### Your instructions
Report every line of the data below that contains the word "query", copying each such line in full. Treat case as significant.

■ ■ ■ ■ ■ ■ ■

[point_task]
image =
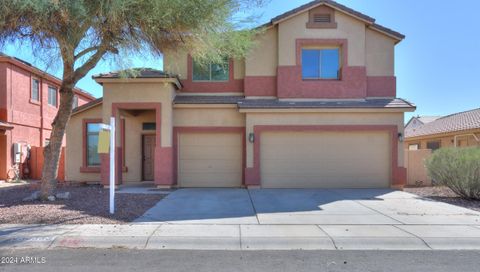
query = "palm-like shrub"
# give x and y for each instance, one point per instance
(458, 169)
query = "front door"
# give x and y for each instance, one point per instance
(148, 156)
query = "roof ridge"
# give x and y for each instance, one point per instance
(457, 113)
(333, 4)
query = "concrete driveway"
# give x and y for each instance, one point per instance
(305, 207)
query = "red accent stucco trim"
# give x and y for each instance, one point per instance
(381, 86)
(177, 130)
(260, 86)
(398, 174)
(85, 168)
(352, 82)
(231, 86)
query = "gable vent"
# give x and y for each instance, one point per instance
(321, 18)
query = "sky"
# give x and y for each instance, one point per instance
(437, 65)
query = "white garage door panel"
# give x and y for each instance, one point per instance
(325, 159)
(210, 159)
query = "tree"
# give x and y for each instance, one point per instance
(80, 33)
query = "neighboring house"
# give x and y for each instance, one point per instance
(29, 101)
(313, 105)
(459, 129)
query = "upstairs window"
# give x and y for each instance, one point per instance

■ ■ ■ ■ ■ ■ ■

### Problem solution
query = "palm-like shrub"
query = "front door"
query = "roof ridge"
query = "concrete driveway"
query = "red accent stucco trim"
query = "gable vent"
query = "sky"
query = "white garage door panel"
query = "tree"
query = "neighboring house"
query = "upstairs window"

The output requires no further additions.